Aim of the exercise:
All entries must be extracted exactly, with nothing added or dropped.

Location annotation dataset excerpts
-=-=-

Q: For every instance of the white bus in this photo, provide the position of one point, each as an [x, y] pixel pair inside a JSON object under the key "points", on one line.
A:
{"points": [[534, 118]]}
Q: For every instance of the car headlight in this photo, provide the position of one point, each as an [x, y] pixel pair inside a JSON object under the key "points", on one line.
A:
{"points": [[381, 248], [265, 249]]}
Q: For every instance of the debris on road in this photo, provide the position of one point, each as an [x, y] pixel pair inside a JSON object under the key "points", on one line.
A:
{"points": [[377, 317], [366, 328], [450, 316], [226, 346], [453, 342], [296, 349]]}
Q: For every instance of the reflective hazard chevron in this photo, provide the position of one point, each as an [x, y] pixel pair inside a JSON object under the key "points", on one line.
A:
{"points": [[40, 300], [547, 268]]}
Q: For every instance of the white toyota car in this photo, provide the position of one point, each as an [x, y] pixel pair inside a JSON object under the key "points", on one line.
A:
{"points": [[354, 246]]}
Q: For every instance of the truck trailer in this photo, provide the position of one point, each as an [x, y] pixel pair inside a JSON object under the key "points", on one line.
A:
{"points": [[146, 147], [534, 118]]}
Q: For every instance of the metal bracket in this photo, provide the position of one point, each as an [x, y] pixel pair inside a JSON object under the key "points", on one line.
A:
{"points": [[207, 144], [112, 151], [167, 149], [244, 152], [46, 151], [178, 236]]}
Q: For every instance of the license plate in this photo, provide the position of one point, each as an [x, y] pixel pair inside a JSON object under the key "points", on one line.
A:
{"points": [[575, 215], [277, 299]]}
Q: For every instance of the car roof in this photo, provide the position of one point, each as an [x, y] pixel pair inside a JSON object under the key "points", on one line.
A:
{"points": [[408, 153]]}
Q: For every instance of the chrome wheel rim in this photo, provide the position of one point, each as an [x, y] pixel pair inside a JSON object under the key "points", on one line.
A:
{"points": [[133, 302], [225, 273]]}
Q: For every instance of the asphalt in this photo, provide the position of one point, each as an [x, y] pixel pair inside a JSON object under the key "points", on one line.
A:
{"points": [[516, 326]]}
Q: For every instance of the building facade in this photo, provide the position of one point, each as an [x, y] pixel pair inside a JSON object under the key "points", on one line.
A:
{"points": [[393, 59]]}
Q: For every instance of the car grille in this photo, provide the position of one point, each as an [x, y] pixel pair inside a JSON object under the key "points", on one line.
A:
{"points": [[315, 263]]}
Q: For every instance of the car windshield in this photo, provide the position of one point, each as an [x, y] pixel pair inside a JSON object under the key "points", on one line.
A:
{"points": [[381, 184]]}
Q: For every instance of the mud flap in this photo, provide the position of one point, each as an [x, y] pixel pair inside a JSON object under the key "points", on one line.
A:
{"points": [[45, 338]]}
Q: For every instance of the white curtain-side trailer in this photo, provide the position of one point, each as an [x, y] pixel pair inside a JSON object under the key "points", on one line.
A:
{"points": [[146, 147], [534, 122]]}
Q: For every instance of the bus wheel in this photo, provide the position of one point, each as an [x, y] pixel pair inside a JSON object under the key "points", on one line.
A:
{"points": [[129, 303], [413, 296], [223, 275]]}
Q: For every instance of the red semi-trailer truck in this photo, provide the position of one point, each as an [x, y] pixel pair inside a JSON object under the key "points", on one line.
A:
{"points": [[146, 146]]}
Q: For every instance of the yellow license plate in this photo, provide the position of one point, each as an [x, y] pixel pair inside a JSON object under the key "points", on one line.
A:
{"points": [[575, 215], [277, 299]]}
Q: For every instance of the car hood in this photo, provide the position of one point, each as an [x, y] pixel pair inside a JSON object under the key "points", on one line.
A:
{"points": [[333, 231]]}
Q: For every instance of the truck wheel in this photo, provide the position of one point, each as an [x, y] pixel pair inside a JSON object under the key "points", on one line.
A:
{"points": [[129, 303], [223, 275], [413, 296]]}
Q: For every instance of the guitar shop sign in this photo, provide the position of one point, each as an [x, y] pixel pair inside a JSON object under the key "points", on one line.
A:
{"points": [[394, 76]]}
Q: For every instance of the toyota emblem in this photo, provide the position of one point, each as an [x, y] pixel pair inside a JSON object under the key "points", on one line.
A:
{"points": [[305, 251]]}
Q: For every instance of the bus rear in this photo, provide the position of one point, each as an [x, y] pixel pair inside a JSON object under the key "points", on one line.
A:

-=-=-

Solution to this exercise:
Q: For every instance of the white bus in this photo, provide the position of one point, each as an [x, y] pixel pair inside a JSON object under the key "points", on one line.
A:
{"points": [[534, 118]]}
Q: For every instance of the car headlight in this photo, provide the position of one point, each as an [x, y] pixel pair inside a JSON object under the key "points", on one line.
A:
{"points": [[381, 248], [265, 249]]}
Q: For every instance of the debris on road in this photo, provide the position of one point, each as an [x, y] pixel pair inside a JSON object under the key "points", on one line.
A:
{"points": [[377, 317], [366, 328], [450, 316], [226, 346], [453, 342], [296, 349]]}
Q: For every instance of the reflective hazard chevron in this photo, provide the position of one point, each as an [x, y] pixel pair inside a JSON object under the key "points", on one line.
A:
{"points": [[40, 300], [547, 268]]}
Q: For every instance of the white toyota car in this photo, provide the position of one point, each as an [x, y] pixel pair inside a JSON object under the key "points", on one line.
A:
{"points": [[354, 246]]}
Q: For every instance of the truck trailer in this photo, provide the position of one point, each as an [x, y] pixel pair inside a JSON object under the key "points", on one line.
A:
{"points": [[146, 147], [534, 118]]}
Q: For every instance of the metal bracket in this photo, provide the position of one point, each as an [x, y] pixel pair inside a JSON object under the key "points", on one line.
A:
{"points": [[207, 144], [112, 151], [167, 149], [244, 152], [46, 151], [178, 236]]}
Q: For every instance of the license plate in this photo, provide the position of one point, each as an [x, y] pixel pair inside a JSON object under the key "points", on one line.
A:
{"points": [[575, 215], [277, 299]]}
Q: For every instance of the car roof in this photo, provide the position of one point, each as an [x, y] pixel pair inside a JSON object under the key "points", on one line.
A:
{"points": [[408, 153]]}
Q: For every instance of the chrome wheel rim in this photo, provide the position of one point, each as an [x, y] pixel pair inside a JSON object under the key "points", on one line.
A:
{"points": [[133, 302], [225, 273]]}
Q: For every instance of the asphalt in this photo, provide the position of one point, each as an [x, y] pixel pair inside a JSON object under the key "points", on one line.
A:
{"points": [[516, 326]]}
Q: For every instance of the building facade in this photo, provide the position of one point, each as an [x, y] pixel pair inside a JSON object under the key "points", on one line.
A:
{"points": [[393, 59]]}
Q: For every instance of the car grille in this photo, provide the position of one point, each as an [x, y] pixel pair inside a JSON object under the key "points", on one line.
A:
{"points": [[315, 263]]}
Q: For every instance of the car windshield in this photo, provide the position of one point, each as an [x, y] pixel pair inside a JSON object under the key "points", on one line.
A:
{"points": [[381, 184]]}
Q: For every instance of the mud flap in this photo, provide the position of one point, each as an [x, y] pixel pair inside a JSON object under the key "points", on one line.
A:
{"points": [[45, 338]]}
Q: For every instance of the white curtain-side trailer in this photo, provide the position of one point, each as an [x, y] pixel pair inside a JSON object under the key "points", on one line.
A:
{"points": [[146, 147], [534, 122]]}
Q: For every instance of the bus wheel in this photo, provide the position of one point, each as an [x, y] pixel pair inside a JSON object under the key "points", on one line.
A:
{"points": [[129, 303], [413, 296], [223, 275]]}
Q: For every instance of the red semi-trailer truck in this photo, provide the position of one point, each as an [x, y] pixel pair inside a JSON object under the key "points", on one line.
A:
{"points": [[146, 146]]}
Q: For every instance of the yellow license plate in this photo, provide the position of one point, each as an [x, y] pixel pair inside a JSON object under the key "points", on one line.
A:
{"points": [[575, 215], [277, 299]]}
Q: For every instance of the car hood in this photo, provide the position of one point, each as an [x, y] pixel pair inside a JSON object under the key "points", on one line.
A:
{"points": [[333, 231]]}
Q: For every instance of the truck wheel in this photo, provide the position of one point, each as an [x, y] pixel pair inside a JSON object under the key "points", on one line.
A:
{"points": [[129, 303], [223, 275], [413, 296]]}
Q: For every instance of the guitar shop sign in this photo, provide the position of one point, each as an [x, y] pixel pair inside a JSON object under the key "points", on one line.
A:
{"points": [[394, 76]]}
Q: For every instance of the toyota emblem in this photo, provide the position of one point, each as an [x, y] pixel pair inside a JSON object under the key "points", on one line.
A:
{"points": [[305, 251]]}
Q: For every instance of the bus rear in this photo, provide the position of one point, each as an [x, y] pixel pair inside a JSON object under the key "points", on one line.
A:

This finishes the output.